__Task directions__. All of the records must come back exactly as they were given.

---------- Records supplied ----------

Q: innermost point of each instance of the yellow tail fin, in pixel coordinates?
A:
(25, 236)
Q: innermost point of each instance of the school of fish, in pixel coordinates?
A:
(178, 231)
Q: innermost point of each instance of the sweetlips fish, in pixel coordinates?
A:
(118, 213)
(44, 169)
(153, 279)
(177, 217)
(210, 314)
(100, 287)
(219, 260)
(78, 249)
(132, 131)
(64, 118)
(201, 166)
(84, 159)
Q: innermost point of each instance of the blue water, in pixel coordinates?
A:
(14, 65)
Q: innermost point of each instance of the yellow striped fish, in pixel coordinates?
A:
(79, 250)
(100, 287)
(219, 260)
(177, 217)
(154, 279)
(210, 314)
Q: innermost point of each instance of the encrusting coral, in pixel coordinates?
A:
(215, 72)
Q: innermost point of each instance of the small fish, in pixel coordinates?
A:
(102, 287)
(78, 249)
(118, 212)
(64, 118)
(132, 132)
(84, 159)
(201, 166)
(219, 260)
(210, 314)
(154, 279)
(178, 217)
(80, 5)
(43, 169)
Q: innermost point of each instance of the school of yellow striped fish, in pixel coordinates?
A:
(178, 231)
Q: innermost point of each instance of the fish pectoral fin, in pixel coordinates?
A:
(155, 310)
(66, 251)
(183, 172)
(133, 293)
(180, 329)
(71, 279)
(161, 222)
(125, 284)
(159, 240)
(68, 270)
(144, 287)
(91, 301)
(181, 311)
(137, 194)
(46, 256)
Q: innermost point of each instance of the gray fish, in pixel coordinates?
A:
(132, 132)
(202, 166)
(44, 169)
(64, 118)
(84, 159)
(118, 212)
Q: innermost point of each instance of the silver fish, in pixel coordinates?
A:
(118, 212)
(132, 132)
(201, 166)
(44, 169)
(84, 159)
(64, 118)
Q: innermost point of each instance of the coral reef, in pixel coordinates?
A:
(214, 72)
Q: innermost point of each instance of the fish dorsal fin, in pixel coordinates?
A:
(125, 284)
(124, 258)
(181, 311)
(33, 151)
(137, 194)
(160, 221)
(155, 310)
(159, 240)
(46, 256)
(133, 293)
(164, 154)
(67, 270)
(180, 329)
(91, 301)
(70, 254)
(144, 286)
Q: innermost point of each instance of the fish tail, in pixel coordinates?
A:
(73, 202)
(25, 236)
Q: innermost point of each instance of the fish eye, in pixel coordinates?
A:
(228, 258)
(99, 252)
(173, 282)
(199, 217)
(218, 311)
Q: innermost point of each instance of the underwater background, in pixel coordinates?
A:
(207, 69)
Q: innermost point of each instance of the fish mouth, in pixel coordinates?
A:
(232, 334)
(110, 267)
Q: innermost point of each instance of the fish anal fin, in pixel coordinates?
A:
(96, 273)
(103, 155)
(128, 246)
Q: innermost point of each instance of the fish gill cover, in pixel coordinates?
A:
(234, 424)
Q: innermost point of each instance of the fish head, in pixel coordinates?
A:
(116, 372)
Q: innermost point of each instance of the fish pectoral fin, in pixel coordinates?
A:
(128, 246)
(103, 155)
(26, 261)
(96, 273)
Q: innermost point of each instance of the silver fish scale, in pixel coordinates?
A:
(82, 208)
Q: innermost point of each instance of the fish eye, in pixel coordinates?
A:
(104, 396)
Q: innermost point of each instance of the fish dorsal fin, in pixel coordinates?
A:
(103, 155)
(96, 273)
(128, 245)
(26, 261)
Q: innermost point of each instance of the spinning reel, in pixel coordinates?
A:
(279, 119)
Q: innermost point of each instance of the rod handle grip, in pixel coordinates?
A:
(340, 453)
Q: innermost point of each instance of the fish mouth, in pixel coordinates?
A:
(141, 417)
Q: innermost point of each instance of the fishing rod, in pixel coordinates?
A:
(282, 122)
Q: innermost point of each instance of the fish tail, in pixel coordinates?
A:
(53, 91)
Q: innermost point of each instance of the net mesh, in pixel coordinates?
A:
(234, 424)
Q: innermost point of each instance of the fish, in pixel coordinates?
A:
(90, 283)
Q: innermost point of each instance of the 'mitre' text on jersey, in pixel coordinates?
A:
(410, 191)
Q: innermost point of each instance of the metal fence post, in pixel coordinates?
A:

----------

__Task result__.
Q: innermost point of each instance of the yellow tail fin, in pixel coordinates?
A:
(25, 236)
Q: innermost point of each instance of the school of fish, in pixel coordinates?
A:
(178, 231)
Q: innermost point of each instance of the sweetlips fish, in pixel coordinates?
A:
(118, 213)
(44, 169)
(153, 279)
(177, 217)
(210, 314)
(100, 287)
(219, 260)
(78, 249)
(132, 131)
(64, 118)
(201, 166)
(84, 159)
Q: innermost point of each instance of the blue water, in pixel coordinates?
A:
(14, 65)
Q: innermost point of each instance of the yellow striped fish, in pixel coordinates?
A:
(79, 250)
(100, 287)
(219, 260)
(177, 217)
(154, 279)
(210, 314)
Q: innermost point of each instance of the encrusting coral, in pixel coordinates?
A:
(215, 72)
Q: innermost point of each instance of the small fish, in pixel coordinates?
A:
(102, 287)
(78, 249)
(118, 212)
(64, 118)
(132, 132)
(84, 159)
(201, 166)
(219, 260)
(210, 314)
(154, 279)
(178, 217)
(80, 5)
(43, 169)
Q: innermost point of each instance of the school of yellow striped fish, in pixel coordinates?
A:
(178, 231)
Q: innermost point of each instance of the fish pectoral fin, in pixel coordinates?
A:
(155, 310)
(66, 251)
(183, 172)
(133, 293)
(180, 329)
(71, 279)
(161, 222)
(125, 284)
(159, 240)
(68, 270)
(144, 287)
(91, 301)
(181, 311)
(137, 194)
(46, 256)
Q: innermost point of each instance of the gray fish, in pixel coordinates?
A:
(132, 132)
(202, 166)
(44, 169)
(64, 118)
(84, 159)
(118, 212)
Q: innermost point of each instance of the silver fish, in pixel coordinates?
A:
(118, 212)
(132, 132)
(201, 166)
(44, 169)
(84, 159)
(64, 118)
Q: innermost point of each instance of the coral reef, in pixel coordinates?
A:
(214, 72)
Q: innermost point of each instance of the fish dorsal fin, in pixel coordinates?
A:
(125, 284)
(124, 258)
(181, 311)
(33, 151)
(137, 194)
(160, 221)
(155, 310)
(159, 240)
(46, 256)
(133, 293)
(164, 154)
(67, 270)
(180, 329)
(91, 301)
(70, 254)
(144, 286)
Q: innermost point of each instance of the fish tail, in pixel coordinates?
A:
(73, 202)
(25, 236)
Q: innermost point of each instance of the fish eye, in pixel coordinates?
A:
(228, 258)
(99, 252)
(173, 282)
(199, 217)
(218, 311)
Q: innermost point of each instance of the underwater background, in pixel coordinates?
A:
(207, 69)
Q: innermost point of each instance of the fish mouth, in pixel coordinates?
A:
(232, 334)
(110, 267)
Q: innermost point of each instance of the fish anal fin, in pixel coordinates?
A:
(96, 273)
(103, 155)
(128, 246)
Q: innermost point of each instance of the fish gill cover, in pixel coordinates?
A:
(234, 424)
Q: innermost point of each instance of the fish head, in pixel coordinates?
A:
(116, 372)
Q: innermost point of each instance of the fish pectoral fin, in pixel coordinates?
A:
(128, 246)
(103, 155)
(26, 261)
(96, 273)
Q: innermost point of each instance of the silver fish scale, in pixel coordinates?
A:
(82, 208)
Q: innermost point of each instance of the fish eye, in pixel coordinates?
A:
(104, 396)
Q: innermost point of each instance of the fish dorsal fin, in pixel coordinates?
A:
(103, 155)
(96, 273)
(128, 245)
(26, 261)
Q: innermost point of each instance of the spinning reel, in pixel coordinates?
A:
(279, 119)
Q: innermost point of each instance of the rod handle grip, in pixel coordinates?
A:
(340, 453)
Q: innermost point of each instance of the fish mouth, in pixel coordinates?
A:
(141, 417)
Q: innermost point of each instance of the fishing rod, in pixel coordinates?
A:
(282, 122)
Q: innermost point of each instance of the fish tail, in pixel coordinates?
A:
(53, 91)
Q: innermost point of each instance of the net mesh, in pixel coordinates?
A:
(234, 424)
Q: innermost point of each instance of the fish, in pixel coordinates?
A:
(90, 283)
Q: innermost point of each instance of the 'mitre' text on jersey, in pixel coordinates?
A:
(410, 191)
Q: innermost point of each instance of the metal fence post, in pixel coordinates?
A:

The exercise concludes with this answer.